WRITTEN REQUEST 1: Reproduce the passage on Korean diplomacy verbatim, starting at "The statement emphasized" and ending at "North’s nuclear capability.".
WRITTEN REQUEST 2: Summarize the passage on Korean diplomacy in two sentences.

DOCUMENT EXCERPT:

The strained relationship between the allies has been playing out for months, as Mr. Moon, a liberal, argued for economic and diplomatic openings with the North, even as Mr. Trump has worked hard to squeeze the North with increasingly punishing sanctions. Mr. Moon also angered Mr. Trump and his aides in recent months by suggesting he holds what he called a veto over any American pre-emptive military action against the North’s nuclear program.
Until now Mr. Kim has largely ignored Mr. Moon, whom the North Korean media has portrayed as a spineless lackey of the United States. But the dramatic shift in tone and policy, toward bilateral talks between the two Koreas, suggests that Mr. Kim sees an opportunity to develop and accentuate the split between Mr. Moon and Mr. Trump, betting that the United States will be unable to mount greater pressure on the North if it does not have South Korean acquiescence.
The gambit may work. Hours after Mr. Kim’s speech, Mr. Moon’s office welcomed the North’s proposal, in a way that could further aggravate tensions with the United States.
“We have already expressed our willingness to engage in a dialogue with North Korea at any time, in any place and in any format, as long as both sides can discuss restoring their relations and peace on the Korean Peninsula,” said a presidential spokesman, Park Soo-hyun.
The statement emphasized the roles of the two Koreas in resolving the nuclear crisis. President Trump, in contrast, has pursued a tougher approach, saying there can be no talks without signs that the North is giving up its nuclear and missile testing, and without an understanding that the ultimate goal of any negotiations is a complete, verifiable dismantlement of the North’s nuclear capability.
“The timing of this overture, combined with his newly declared capability to strike the United States, is shifting the calculus,’’ said Robert Litwak, the author of “Preventing North Korea’s Nuclear Breakout,’’ and a scholar at the Woodrow Wilson Center for International Scholars. “Kim sees a rare chance here to take the side of the South Koreans, against President Trump.”
Mr. Kim may be partly motivated by an intense need to roll back sanctions that, by all accounts, have begun to bite.
As part of the overture, Mr. Kim also agreed to a request by Mr. Moon to send a North Korean delegation to the Winter Olympics. The South Korean president is betting that the North is far less likely to disrupt the Olympics, with missile launchings or an act of terrorism, if North Korean athletes are competing.

EXCERPTED RECORDS:
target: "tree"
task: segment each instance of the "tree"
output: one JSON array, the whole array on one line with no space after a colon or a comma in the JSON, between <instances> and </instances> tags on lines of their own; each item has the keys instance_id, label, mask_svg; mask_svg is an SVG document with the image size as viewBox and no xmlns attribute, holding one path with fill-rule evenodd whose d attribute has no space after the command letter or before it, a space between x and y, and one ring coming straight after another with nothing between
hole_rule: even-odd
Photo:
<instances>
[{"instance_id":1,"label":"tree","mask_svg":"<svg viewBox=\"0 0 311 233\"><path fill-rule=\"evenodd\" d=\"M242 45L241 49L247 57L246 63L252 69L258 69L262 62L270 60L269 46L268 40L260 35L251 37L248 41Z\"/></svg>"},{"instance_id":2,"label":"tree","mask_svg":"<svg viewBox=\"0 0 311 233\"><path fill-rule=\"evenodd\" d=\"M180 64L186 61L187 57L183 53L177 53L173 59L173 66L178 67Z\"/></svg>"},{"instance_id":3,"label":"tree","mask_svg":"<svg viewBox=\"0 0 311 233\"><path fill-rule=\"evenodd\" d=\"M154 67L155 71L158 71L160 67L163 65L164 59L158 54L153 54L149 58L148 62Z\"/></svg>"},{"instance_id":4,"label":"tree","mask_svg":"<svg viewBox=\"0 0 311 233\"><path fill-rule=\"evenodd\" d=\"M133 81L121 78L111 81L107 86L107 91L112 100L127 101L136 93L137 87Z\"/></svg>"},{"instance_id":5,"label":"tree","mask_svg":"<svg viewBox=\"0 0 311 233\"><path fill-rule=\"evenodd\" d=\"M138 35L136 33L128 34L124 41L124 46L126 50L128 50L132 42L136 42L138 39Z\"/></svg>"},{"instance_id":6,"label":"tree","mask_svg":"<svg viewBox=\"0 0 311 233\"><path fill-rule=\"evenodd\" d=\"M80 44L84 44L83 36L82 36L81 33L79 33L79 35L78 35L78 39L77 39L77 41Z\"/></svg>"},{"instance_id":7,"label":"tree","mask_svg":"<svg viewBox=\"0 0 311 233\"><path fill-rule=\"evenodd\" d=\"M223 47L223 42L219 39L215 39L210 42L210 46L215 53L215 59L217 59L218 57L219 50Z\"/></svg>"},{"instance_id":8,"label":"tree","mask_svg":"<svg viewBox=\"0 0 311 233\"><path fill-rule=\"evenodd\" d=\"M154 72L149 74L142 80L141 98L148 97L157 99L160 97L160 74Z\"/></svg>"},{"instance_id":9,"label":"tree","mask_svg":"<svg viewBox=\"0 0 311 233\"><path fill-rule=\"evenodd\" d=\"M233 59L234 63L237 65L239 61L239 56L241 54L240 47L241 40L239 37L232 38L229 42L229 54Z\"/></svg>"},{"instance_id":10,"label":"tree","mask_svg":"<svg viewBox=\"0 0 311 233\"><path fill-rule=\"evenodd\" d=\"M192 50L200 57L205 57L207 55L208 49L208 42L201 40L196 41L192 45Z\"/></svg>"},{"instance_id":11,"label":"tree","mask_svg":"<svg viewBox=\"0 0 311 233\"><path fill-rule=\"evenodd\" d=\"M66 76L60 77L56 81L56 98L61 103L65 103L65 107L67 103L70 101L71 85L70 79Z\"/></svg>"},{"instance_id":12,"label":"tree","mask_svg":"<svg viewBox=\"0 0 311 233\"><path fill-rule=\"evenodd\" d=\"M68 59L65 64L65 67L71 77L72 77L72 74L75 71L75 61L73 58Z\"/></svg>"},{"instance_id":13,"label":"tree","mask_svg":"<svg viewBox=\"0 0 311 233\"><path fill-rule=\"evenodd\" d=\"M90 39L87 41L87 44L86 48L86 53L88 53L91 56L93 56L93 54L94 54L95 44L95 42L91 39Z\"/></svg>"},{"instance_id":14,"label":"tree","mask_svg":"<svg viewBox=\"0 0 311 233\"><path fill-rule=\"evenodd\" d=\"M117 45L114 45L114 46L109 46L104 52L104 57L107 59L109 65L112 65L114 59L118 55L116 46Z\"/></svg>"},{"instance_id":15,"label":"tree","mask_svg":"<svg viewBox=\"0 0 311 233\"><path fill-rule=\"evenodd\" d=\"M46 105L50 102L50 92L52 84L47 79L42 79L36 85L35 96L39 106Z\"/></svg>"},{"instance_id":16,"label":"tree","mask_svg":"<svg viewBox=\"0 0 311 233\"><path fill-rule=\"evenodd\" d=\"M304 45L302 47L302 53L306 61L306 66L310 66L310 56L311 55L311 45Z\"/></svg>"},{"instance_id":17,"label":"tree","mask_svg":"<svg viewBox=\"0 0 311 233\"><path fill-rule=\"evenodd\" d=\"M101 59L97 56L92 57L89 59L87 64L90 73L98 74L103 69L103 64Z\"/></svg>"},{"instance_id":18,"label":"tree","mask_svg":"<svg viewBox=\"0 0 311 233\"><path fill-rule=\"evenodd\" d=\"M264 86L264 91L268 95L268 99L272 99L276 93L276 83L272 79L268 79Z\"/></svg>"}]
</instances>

ANSWER 1:
The statement emphasized the roles of the two Koreas in resolving the nuclear crisis. President Trump, in contrast, has pursued a tougher approach, saying there can be no talks without signs that the North is giving up its nuclear and missile testing, and without an understanding that the ultimate goal of any negotiations is a complete, verifiable dismantlement of the North’s nuclear capability.

ANSWER 2: Relations between South Korea's Mr. Moon and Mr. Trump have been strained for months: Mr. Moon has argued for economic and diplomatic openings with the North, while Mr. Trump has pursued increasingly punishing sanctions and refuses talks without signs that the North is giving up its nuclear and missile testing. Mr. Kim's shift toward bilateral talks between the two Koreas, which Mr. Moon's office welcomed, suggests he sees a chance to widen that split, and he also agreed to send a North Korean delegation to the Winter Olympics.